**Consigne a**
Quelles lignes de la liste ci-dessous contiennent le mot « flower » ? Repérez-les toutes et recopiez-les.

**Texte fourni**
· · · · · · ·

Le coach en son for intérieur: « Donc l’objectif est de diminuer l’angoisse de performance », « lâcher l’hyper virilité ».»

Certains ont un objectif différent de celui du coaché: «Le coaché veut gagner le prochain match. Le coach en revanche veut assurer la réussite dans une perspective à plus long terme.»
L’objectif choisi par le coach est ici un objectif de développement plus général et plus ambitieux.

Certains font visualiser l’objectif: «Faire décrire la situation souhaitée pour en avoir une représentation claire. La faire idéaliser, visualiser.»
On reconnaît ici une technique de PNL pour faire visualiser l’état interne visé. Dans l’ouvrage concerné, la surprise est de voir cette technique utilisée en même temps qu’une approche systémique de type «thérapie brève». En effet, il nous semble que la visualisation de l’objectif augmente la tension au lieu de la diminuer.

Certains déduisent le «vrai objectif» par des correspondances assez mécanistes: «Problème de prise de décision? Renforcer la confiance en soi. Problème de nouvelle responsabilité? –> Objectif de reconnaissance ou de surmonter le sentiment d’imposture. Problème de temps? –> donc Objectif de délégation et donc de confiance dans autrui.»

Une histoire particulière: la passion pour l’objectif! Il s’agit d’un cadre au chômage, à tendance dépressive, qui souhaite de nouveau un coaching.
«Le coach: Je suis d’accord pour vous coacher, lui ai-je dit. Mais il va y avoir du boulot.
J’ai besoin que vous ayez envie de bouger et de changer et de reprendre le contrôle de votre vie…
Il était déprimé. Il fallait trouver un premier levier pour remettre la machine en route. Le levier professionnel me semblait le plus indiqué. Trouver un nouveau job (en priorité). Un coach expérimenté ne sous-estime pas la force d’arrachement nécessaire à faire bouger un individu.
….
Et justement, après quelques temps, il sabotait la recherche de job.
…..
Or le coach attend quelque chose du coaché.
L’attente émotionnelle du coach, c’est de voir le coaché réussir.
Lâcher, ce n’est pas ma spécialité, bon sang.
….
Patrick, je vais te parler franchement. Je pense que tu es en train de saboter ta recherche d’emploi.
Ça commence à me gonfler Patrick.
Patrick s’est mis à vraiment chercher un job. Fin décembre il a deux propositions de direction commerciale.

· · · · · · ·

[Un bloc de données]
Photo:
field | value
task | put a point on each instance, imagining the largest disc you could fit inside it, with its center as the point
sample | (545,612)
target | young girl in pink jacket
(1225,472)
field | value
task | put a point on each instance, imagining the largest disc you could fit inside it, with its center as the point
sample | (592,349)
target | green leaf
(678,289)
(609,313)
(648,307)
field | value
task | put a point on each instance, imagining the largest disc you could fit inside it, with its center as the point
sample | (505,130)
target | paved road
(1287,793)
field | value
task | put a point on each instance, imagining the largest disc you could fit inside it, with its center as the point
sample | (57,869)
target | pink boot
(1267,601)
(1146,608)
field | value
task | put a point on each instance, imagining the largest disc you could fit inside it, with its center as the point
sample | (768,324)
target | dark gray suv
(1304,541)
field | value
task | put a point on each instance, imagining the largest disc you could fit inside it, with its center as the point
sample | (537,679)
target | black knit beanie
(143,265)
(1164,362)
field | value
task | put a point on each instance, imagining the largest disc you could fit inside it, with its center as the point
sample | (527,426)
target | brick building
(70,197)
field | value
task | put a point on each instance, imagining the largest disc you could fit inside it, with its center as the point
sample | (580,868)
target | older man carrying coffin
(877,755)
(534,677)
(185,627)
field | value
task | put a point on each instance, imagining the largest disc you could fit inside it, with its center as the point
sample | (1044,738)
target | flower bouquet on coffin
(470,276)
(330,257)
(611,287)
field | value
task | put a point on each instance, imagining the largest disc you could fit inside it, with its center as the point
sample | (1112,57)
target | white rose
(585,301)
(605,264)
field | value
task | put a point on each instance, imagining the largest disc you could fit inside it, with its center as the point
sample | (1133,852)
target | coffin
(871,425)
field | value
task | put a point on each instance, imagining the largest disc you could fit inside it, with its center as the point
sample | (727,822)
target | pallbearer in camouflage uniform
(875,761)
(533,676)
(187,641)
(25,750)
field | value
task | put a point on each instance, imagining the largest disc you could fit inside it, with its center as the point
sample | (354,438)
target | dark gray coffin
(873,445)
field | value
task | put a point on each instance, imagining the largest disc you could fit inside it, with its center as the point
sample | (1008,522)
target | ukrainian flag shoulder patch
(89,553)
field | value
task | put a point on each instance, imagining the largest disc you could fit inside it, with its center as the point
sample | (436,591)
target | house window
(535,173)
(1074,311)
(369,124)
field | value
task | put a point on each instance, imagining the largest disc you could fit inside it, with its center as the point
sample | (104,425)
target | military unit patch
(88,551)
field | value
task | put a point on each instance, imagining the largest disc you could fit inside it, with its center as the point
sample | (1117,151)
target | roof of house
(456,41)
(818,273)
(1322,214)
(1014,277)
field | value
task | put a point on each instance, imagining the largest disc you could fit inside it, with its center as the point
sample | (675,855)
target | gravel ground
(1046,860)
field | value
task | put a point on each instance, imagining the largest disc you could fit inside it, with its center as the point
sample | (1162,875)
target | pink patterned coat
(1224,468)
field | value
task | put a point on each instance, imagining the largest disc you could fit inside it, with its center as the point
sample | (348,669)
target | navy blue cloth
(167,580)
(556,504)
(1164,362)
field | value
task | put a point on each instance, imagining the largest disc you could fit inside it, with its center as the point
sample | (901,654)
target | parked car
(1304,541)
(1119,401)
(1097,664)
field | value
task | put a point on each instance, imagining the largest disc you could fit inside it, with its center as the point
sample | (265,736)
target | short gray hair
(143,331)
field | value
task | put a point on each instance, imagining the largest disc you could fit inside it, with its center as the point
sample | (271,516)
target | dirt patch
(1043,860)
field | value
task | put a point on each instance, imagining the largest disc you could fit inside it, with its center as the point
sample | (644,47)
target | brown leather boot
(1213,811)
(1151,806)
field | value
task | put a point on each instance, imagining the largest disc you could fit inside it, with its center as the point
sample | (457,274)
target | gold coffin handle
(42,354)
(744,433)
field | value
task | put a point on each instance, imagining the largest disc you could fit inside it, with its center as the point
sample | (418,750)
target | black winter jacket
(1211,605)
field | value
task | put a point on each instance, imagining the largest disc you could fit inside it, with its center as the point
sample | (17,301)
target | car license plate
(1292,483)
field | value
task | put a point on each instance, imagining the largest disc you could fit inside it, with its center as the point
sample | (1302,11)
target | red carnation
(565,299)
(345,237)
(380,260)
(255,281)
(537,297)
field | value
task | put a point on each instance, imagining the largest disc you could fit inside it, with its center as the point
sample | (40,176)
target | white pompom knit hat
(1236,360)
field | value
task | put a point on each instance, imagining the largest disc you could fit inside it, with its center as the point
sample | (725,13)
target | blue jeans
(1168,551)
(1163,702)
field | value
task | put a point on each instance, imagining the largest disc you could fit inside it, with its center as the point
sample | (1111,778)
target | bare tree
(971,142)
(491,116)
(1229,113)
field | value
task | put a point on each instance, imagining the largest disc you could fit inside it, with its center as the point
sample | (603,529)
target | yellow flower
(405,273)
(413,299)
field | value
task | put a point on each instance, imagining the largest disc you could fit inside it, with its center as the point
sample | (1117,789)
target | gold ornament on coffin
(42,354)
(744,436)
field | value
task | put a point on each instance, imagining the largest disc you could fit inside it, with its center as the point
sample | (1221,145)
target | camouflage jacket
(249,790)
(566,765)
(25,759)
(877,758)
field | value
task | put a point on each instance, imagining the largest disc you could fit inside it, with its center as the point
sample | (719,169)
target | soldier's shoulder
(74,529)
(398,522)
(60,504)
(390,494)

· · · · · · ·

**Consigne b**
Reproduisez tel quel le passage du texte sur le coaching qui commence par les mots « L’attente émotionnelle du » et se termine par « me gonfler Patrick. ».

**Réponse attendue a**
target | flower bouquet on coffin
target | yellow flower

**Réponse attendue b**
L’attente émotionnelle du coach, c’est de voir le coaché réussir.
Lâcher, ce n’est pas ma spécialité, bon sang.
….
Patrick, je vais te parler franchement. Je pense que tu es en train de saboter ta recherche d’emploi.
Ça commence à me gonfler Patrick.